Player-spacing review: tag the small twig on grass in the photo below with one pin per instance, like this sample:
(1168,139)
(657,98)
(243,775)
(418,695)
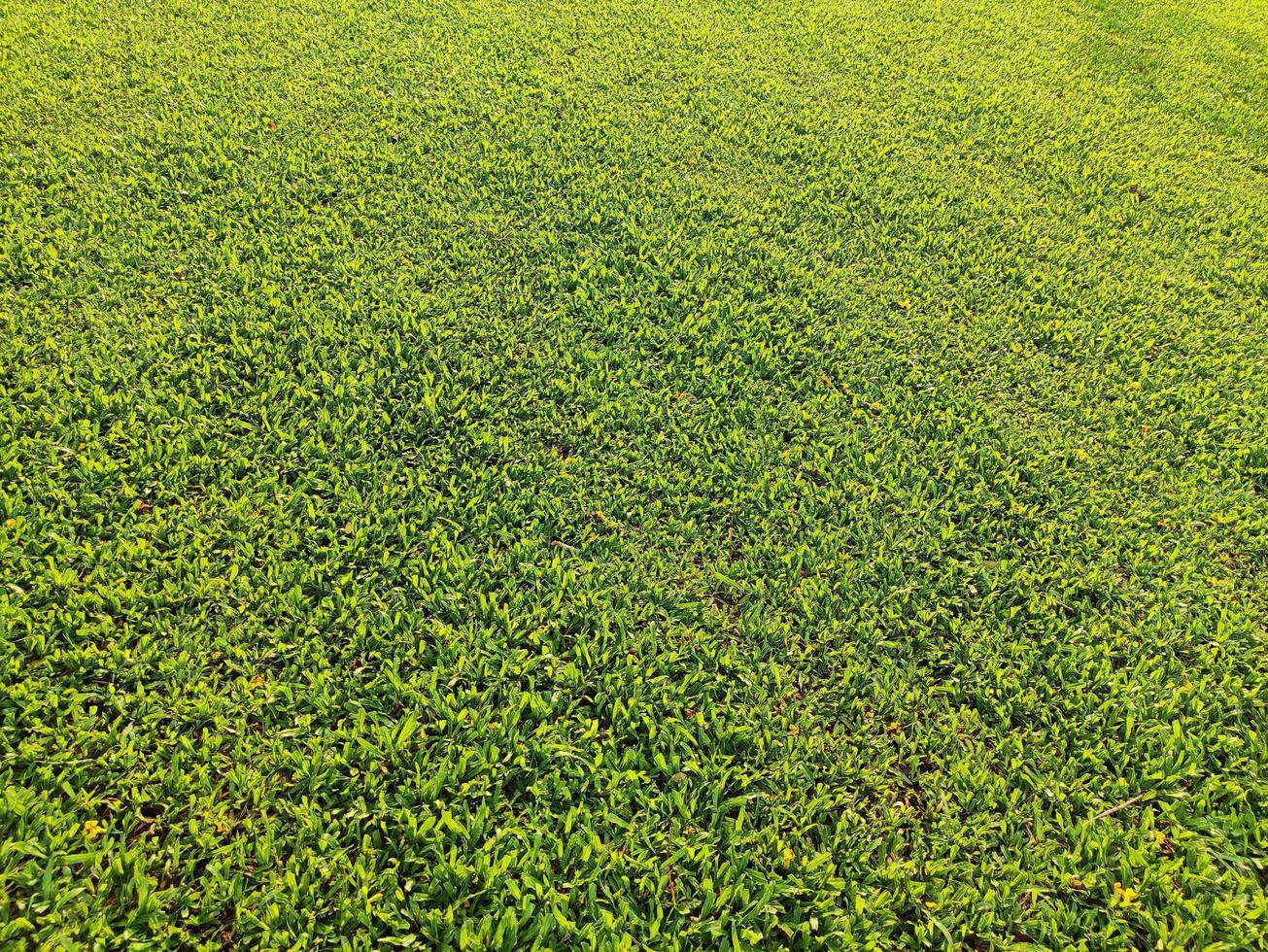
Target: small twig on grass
(1123,805)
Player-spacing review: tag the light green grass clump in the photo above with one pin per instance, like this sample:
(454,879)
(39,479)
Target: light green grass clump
(695,473)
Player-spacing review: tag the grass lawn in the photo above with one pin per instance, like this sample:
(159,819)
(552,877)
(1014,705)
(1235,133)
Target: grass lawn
(634,473)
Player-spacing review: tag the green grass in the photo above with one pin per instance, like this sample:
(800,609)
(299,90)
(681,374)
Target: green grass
(676,473)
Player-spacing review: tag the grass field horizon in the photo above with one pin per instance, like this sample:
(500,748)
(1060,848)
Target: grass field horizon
(672,474)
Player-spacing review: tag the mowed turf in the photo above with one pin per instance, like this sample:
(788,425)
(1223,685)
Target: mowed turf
(695,473)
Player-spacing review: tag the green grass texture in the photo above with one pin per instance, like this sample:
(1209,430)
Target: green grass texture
(643,474)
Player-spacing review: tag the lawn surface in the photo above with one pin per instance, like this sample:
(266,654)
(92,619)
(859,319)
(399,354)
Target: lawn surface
(668,474)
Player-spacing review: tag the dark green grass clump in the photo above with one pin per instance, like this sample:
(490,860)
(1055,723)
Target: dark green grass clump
(622,474)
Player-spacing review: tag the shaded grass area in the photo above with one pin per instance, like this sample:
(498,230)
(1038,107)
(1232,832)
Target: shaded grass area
(666,474)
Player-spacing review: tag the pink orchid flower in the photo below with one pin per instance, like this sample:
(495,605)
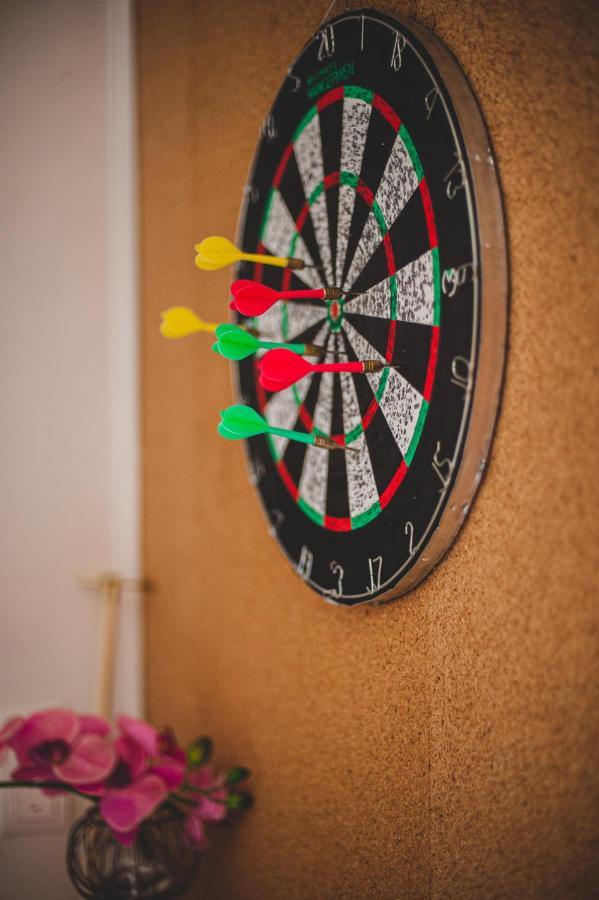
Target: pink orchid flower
(208,808)
(56,744)
(149,765)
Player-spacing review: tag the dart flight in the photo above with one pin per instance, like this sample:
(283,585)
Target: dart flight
(234,343)
(240,422)
(254,299)
(180,321)
(216,252)
(282,368)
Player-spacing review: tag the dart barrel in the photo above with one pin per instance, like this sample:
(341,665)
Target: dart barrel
(372,365)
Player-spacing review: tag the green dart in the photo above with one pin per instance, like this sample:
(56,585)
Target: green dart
(240,422)
(235,343)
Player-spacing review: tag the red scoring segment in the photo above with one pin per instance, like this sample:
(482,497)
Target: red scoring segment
(254,299)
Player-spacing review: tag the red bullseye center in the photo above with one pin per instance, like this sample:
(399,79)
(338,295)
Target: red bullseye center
(335,315)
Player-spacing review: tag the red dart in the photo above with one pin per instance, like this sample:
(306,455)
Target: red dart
(284,368)
(272,386)
(253,298)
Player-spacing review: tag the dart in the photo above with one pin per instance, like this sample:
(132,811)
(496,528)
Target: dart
(254,299)
(216,252)
(235,343)
(180,321)
(240,422)
(279,369)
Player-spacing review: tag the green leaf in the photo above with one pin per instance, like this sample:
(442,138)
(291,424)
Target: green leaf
(240,800)
(199,752)
(237,774)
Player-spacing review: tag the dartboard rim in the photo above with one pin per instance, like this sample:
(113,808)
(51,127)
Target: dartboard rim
(491,290)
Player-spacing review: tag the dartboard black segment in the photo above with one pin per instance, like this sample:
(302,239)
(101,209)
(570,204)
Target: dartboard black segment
(366,171)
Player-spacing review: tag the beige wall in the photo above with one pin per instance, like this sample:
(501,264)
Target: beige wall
(68,402)
(444,745)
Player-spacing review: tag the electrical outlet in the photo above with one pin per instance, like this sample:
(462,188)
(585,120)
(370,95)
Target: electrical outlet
(28,811)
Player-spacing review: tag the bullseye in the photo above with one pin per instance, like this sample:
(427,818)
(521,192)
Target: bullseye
(335,315)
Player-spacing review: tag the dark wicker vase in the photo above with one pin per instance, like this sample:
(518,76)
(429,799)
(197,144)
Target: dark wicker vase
(160,864)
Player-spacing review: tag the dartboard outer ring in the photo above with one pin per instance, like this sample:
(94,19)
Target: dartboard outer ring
(493,285)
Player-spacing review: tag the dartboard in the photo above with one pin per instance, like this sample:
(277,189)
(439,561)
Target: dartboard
(373,168)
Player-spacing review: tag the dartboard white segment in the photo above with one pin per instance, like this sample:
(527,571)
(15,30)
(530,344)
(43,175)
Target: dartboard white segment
(285,321)
(397,185)
(308,153)
(416,290)
(282,408)
(354,129)
(369,241)
(279,235)
(375,302)
(361,347)
(415,294)
(401,405)
(281,412)
(361,486)
(313,481)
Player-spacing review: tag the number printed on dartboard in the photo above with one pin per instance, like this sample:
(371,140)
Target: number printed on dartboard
(364,175)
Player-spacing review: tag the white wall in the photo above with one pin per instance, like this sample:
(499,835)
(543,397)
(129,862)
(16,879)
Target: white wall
(68,370)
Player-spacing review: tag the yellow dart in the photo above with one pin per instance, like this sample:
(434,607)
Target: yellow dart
(216,252)
(179,321)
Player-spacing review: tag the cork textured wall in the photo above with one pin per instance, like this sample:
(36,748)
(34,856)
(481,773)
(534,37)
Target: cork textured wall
(444,745)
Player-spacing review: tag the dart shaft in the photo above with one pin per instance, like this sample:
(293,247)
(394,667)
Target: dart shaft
(282,262)
(273,345)
(302,437)
(318,294)
(338,367)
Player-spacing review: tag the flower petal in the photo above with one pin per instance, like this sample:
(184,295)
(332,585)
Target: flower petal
(125,808)
(132,754)
(94,724)
(143,734)
(42,727)
(32,773)
(91,759)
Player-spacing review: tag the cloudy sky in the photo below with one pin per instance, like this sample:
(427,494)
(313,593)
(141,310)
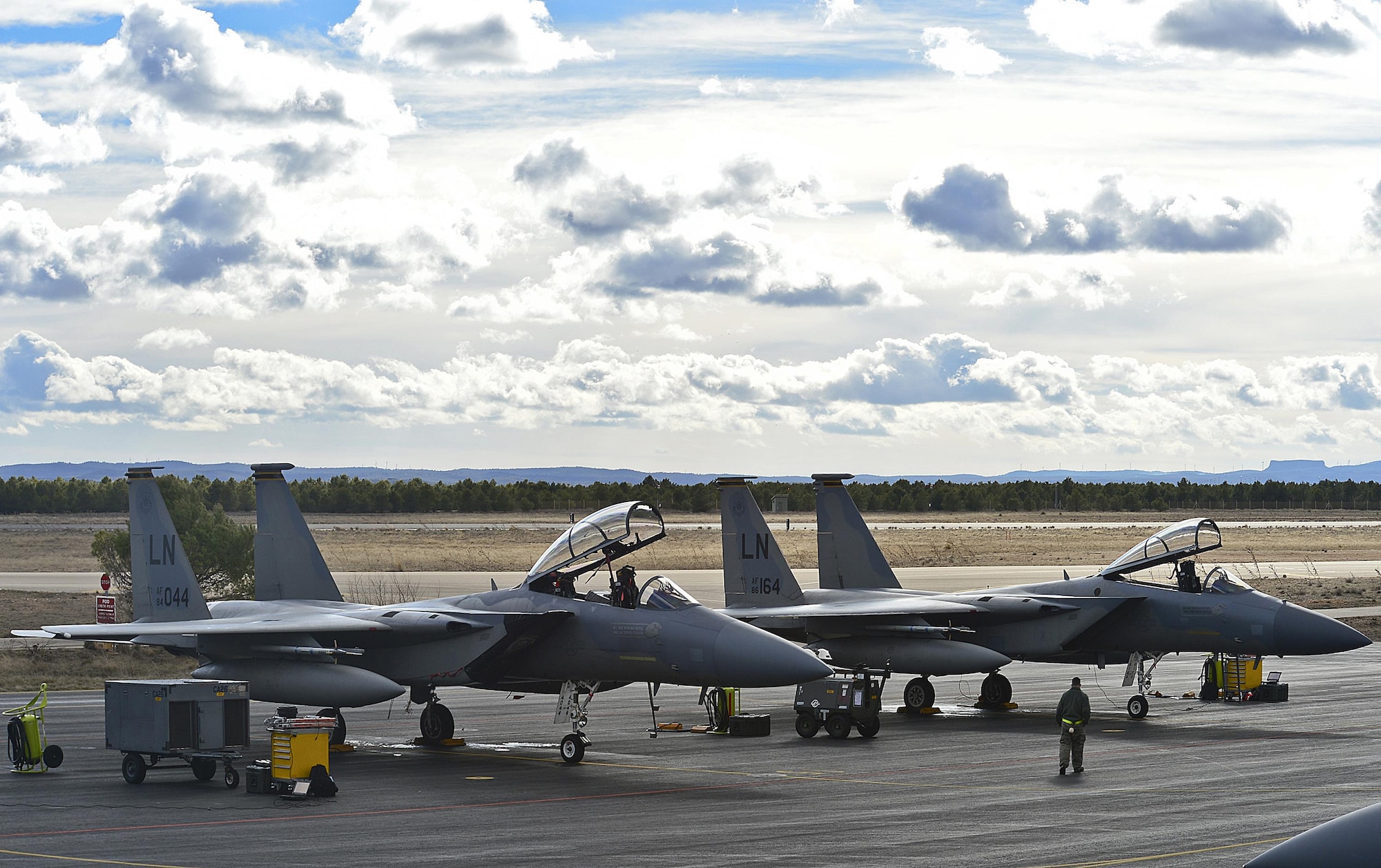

------------

Please report in full each line of the items above that contains the string "twig".

Player-spacing review: tag the small twig on grass in the photo below with one pin per instance, like this sample:
Target: small twig on grass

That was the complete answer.